§ Excerpt:
Evaporation Ponds: Areas where sewage sludge
is dumped and dried.
Evapotranspiration: The loss of water from the
soil both by evaporation and by transpiration from the plants growing
in the soil.
Excavation: The process of removing earth, stone
or other materials from land.
Exceedance: Violation of the pollutant levels
permitted by environmental protection standards.
Exclusion: In the asbestos program, one of several
situations that permit a Local Education Agency (LEA) to delete
one or more of the items required by the Asbestos Hazard Emergency
Response Act (AHERA); e.g., records of previous asbestos sample
collection and analysis may be used by the accredited inspector
in lieu of AHERA bulk sampling.
Exclusionary Ordinance: Zoning that excludes
classes of persons or businesses from a particular neighborhood
or area.
Exempt Solvent: Specific organic compounds not
subject to requirements of regulation because they are deemed by
EPA to be of negligible photochemical reactivity.
Exempted Aquifer: Underground bodies of water
defined in the Underground Injection Control program as aquifers
that are potential sources of drinking water though not being used
as such, and thus exempted from regulations barring underground
injection activities.
Exemption: A state (with primacy) may exempt
a public water system from a requirement involving a Maximum Contaminant
Level (MCL), treatment technique, or both, if the system cannot
comply due to compelling economic or other factors, or because
the system was in operation before the requirement or MCL was instituted;
and the exemption will not create a public health risk. (See: variance.)

§ Required tasks:
• a. Could you reproduce, word for word, the part of the glossary of environmental terms that opens with the words containing "Exclusion: In the" and closes with "AHERA bulk sampling."?
• b. Can you continue the glossary of environmental terms from the point where it stops, after the entry for Exemption?

§ Given information:
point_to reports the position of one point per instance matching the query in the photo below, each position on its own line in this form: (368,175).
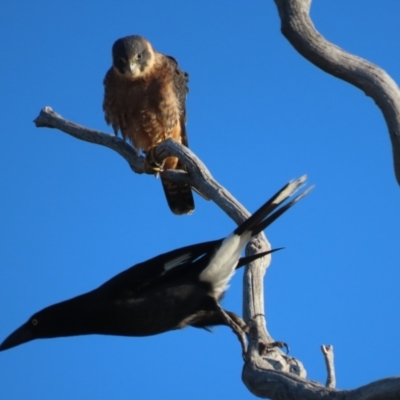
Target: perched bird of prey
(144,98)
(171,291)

§ Answers by item:
• a.
Exclusion: In the asbestos program, one of several
situations that permit a Local Education Agency (LEA) to delete
one or more of the items required by the Asbestos Hazard Emergency
Response Act (AHERA); e.g., records of previous asbestos sample
collection and analysis may be used by the accredited inspector
in lieu of AHERA bulk sampling.

• b.
Exotic Species: A species that is not indigenous
to a region.
Experimental Use Permit: Obtained by manufacturers
for testing new pesticides or uses thereof whenever they conduct
experimental field studies to support registration on 10 acres
or more of land or one acre or more of water.
Experimental Use Permit: A permit granted by
EPA that allows a producer to conduct tests of a new pesticide,
product and/or use outside the laboratory. The testing is usually
done on ten or more acres of land or water surface.
Explosive Limits: The amounts of vapor in the
air that form explosive mixtures; limits are expressed as lower
and upper limits and give the range of vapor concentrations in
air that will explode if an ignition source is present.
Exports : In solid waste program, municipal
solid waste and recyclables transported outside the state or locality
where they originated.
Exposure Assessment: Identifying the pathways
by which toxicants may reach individuals, estimating how much of
a chemical an individual is likely to be exposed to, and estimating
the number likely to be exposed.
Exposure Concentration: The concentration of
a chemical or other pollutant representing a health threat in a
given environment.
Exposure Indicator: A characteristic of the
environment measured to provide evidence of the occurrence or magnitude
of a response indicator's exposure to a chemical or biological
stress.
Exposure Level: The amount (concentration) of
a chemical at the absorptive surfaces of an organism.
Exposure Pathway: The path from sources of pollutants
via, soil, water, or food to man and other species or settings.
Exposure Route: The way a chemical or pollutant
enters an organism after contact; i.e., by ingestion, inhalation,
or dermal absorption.
Exposure: The amount of radiation or pollutant
present in a given environment that represents a potential health
threat to living organisms.
Exposure-Response Relationship: The relationship
between exposure level and the incidence of adverse effects.
Extraction Procedure (EP Toxic): Determining
toxicity by a procedure which simulates leaching; if a certain
concentration of a toxic substance can be leached from a waste,
that waste is considered hazardous, i.e., "EP Toxic."
Extraction Well: A discharge well used to remove
groundwater or air.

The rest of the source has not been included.